# Exercise details
Below are the records; copy every line in them that holds the string "concrete".

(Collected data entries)
--

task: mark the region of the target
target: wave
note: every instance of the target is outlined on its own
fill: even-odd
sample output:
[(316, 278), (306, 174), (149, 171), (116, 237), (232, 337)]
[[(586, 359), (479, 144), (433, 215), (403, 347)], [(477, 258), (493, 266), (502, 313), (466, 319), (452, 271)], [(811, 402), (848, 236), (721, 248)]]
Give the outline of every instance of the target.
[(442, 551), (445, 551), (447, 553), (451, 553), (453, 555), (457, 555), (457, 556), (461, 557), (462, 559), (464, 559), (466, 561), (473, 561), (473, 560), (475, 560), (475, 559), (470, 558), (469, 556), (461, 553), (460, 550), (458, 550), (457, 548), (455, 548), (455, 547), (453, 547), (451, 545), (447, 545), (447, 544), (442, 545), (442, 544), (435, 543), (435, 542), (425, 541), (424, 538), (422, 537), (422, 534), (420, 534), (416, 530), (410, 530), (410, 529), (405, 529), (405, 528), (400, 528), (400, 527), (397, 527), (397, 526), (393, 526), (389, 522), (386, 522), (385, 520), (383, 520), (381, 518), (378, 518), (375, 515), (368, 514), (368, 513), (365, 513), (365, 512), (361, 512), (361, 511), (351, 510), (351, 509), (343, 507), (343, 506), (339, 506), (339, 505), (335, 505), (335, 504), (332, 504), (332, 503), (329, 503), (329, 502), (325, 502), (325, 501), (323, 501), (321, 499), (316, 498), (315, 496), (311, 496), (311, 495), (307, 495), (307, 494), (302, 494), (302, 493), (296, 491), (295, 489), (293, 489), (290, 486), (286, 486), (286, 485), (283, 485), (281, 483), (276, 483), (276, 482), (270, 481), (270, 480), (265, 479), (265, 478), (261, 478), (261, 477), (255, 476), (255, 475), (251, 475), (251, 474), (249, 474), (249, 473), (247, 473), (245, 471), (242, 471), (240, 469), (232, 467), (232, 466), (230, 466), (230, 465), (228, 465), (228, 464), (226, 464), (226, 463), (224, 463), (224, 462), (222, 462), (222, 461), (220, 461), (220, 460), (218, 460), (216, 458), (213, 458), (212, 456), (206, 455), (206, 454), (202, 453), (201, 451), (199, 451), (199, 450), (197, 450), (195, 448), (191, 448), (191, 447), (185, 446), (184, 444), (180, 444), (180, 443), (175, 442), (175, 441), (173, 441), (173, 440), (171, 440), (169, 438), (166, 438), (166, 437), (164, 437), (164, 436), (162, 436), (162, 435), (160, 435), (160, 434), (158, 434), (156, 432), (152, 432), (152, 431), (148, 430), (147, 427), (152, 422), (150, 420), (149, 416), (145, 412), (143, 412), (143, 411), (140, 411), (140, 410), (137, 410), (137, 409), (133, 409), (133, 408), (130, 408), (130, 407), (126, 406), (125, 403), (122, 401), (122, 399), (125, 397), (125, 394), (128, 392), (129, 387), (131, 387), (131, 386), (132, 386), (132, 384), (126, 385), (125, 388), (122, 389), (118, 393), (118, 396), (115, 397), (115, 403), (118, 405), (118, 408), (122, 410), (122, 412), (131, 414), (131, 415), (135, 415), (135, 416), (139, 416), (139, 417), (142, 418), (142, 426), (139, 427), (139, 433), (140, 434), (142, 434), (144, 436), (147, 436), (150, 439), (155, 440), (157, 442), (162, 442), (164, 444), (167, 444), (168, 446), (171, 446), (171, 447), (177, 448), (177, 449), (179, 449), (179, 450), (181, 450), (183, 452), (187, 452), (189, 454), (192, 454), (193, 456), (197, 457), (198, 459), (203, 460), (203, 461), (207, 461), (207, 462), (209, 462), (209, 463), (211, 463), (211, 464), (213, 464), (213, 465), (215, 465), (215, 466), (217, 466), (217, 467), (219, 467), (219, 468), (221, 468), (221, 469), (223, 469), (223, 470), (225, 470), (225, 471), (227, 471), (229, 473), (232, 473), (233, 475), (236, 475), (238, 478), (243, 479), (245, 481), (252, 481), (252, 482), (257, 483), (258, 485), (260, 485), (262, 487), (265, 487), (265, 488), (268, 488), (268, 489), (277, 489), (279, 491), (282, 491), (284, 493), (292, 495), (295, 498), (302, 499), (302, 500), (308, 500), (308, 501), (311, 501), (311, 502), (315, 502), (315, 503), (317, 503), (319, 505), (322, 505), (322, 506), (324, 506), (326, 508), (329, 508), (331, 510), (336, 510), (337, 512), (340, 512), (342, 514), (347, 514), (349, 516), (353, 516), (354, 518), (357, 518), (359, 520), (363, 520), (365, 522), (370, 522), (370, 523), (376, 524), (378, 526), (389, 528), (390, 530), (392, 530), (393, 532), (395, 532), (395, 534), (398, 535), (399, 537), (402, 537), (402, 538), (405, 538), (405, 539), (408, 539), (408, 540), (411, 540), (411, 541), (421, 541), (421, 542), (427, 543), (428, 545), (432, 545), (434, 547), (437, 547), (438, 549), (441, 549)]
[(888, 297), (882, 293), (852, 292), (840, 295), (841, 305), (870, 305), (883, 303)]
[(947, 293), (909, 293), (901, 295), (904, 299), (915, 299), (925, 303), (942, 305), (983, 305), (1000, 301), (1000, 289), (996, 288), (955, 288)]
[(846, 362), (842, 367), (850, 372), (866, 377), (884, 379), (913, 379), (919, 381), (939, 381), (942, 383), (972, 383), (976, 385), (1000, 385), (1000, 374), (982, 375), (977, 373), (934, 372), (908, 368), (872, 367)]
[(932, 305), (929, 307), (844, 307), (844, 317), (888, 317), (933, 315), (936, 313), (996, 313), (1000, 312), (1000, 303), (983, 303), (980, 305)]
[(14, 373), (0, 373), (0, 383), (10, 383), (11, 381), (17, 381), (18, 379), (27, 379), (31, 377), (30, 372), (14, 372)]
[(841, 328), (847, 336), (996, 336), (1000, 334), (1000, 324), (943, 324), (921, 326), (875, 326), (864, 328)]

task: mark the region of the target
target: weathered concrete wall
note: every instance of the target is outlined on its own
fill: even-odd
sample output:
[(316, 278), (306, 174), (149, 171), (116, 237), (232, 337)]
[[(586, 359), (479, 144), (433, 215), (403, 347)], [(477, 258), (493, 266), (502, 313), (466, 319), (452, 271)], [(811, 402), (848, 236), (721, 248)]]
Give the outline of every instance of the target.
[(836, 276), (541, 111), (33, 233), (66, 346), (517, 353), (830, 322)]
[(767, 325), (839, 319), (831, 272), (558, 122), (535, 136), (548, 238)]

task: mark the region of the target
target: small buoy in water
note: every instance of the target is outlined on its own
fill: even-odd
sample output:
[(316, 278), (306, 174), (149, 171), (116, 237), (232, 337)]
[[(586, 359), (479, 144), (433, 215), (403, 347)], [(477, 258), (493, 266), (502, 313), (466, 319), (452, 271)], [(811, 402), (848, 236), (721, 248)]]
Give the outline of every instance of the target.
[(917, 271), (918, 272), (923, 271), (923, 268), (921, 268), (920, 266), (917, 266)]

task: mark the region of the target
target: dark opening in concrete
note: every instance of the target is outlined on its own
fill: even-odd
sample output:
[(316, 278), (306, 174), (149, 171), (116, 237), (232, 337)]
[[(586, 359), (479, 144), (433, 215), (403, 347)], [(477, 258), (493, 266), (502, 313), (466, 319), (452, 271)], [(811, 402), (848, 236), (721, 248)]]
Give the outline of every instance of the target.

--

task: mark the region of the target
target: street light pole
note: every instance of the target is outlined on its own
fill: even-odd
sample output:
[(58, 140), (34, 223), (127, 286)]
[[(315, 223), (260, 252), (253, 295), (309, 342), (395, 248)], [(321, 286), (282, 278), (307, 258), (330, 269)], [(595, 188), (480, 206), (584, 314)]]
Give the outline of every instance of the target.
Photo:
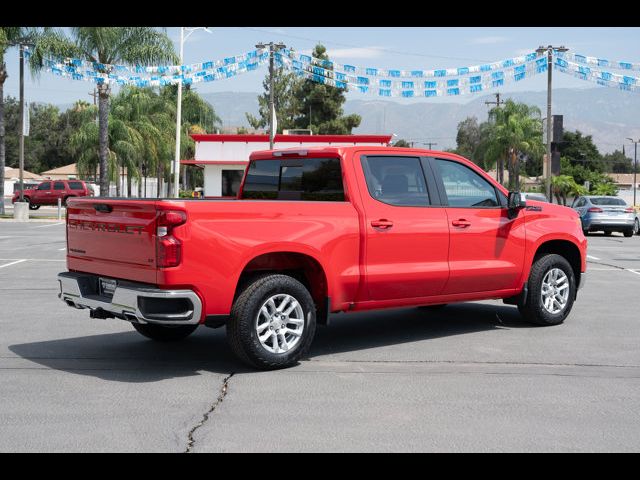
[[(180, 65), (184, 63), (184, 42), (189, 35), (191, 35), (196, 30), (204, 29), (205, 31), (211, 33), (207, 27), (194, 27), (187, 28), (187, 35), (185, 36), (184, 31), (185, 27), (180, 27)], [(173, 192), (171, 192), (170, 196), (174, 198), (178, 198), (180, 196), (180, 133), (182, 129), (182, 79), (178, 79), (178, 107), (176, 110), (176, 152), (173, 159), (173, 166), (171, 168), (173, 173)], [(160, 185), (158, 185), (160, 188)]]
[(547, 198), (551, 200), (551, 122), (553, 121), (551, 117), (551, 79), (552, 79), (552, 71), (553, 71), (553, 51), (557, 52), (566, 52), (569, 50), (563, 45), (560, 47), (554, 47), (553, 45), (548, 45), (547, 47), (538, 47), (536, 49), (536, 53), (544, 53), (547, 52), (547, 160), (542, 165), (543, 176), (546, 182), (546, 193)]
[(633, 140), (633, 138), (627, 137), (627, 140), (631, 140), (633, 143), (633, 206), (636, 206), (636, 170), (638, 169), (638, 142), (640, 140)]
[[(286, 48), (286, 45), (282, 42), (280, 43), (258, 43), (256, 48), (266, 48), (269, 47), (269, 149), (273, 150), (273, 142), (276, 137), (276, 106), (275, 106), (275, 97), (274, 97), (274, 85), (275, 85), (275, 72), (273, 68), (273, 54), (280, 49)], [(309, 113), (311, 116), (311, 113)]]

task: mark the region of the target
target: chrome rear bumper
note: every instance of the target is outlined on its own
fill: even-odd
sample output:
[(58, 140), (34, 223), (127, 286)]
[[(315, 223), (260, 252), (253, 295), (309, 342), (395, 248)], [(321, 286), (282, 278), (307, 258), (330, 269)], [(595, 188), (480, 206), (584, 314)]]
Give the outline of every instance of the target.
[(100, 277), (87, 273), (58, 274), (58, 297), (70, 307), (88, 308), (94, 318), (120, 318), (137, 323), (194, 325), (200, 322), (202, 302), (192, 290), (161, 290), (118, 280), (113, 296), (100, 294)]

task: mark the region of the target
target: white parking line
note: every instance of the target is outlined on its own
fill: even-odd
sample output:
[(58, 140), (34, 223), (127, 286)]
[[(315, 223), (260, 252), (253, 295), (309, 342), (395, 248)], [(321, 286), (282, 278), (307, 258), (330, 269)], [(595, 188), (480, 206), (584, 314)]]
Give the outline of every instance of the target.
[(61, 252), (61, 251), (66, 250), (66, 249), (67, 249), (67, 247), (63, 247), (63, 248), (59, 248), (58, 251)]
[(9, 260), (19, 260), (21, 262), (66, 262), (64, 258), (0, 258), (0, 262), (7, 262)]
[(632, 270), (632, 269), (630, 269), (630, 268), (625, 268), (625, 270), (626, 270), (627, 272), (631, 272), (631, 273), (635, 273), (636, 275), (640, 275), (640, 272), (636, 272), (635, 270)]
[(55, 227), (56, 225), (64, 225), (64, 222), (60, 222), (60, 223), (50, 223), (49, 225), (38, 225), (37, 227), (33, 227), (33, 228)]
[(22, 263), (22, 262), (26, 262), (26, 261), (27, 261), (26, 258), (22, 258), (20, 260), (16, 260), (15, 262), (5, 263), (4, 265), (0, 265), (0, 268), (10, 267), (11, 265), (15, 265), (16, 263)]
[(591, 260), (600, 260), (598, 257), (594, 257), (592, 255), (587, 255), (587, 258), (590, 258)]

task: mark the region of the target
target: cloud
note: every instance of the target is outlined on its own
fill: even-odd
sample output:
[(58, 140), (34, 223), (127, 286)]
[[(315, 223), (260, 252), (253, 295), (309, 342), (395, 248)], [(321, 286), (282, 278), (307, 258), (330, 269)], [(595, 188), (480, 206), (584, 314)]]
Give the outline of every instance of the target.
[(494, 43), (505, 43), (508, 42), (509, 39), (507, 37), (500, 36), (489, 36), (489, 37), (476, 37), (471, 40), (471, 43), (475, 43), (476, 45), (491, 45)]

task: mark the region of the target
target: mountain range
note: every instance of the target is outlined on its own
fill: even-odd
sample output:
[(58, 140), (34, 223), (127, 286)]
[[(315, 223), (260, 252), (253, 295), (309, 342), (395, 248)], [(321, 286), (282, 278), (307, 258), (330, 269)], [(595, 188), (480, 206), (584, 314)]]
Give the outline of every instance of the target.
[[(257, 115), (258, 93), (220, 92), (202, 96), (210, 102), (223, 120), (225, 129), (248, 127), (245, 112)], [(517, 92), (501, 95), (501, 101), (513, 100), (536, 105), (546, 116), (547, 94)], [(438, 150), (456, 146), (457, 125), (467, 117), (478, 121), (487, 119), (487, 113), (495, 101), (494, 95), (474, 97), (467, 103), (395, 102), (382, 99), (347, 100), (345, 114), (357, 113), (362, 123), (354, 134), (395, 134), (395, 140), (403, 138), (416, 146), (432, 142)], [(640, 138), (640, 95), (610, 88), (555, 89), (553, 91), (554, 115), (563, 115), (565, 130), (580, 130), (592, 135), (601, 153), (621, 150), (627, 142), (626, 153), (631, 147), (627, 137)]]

--

# The completed task
target: weathered concrete wall
target: dark opening in concrete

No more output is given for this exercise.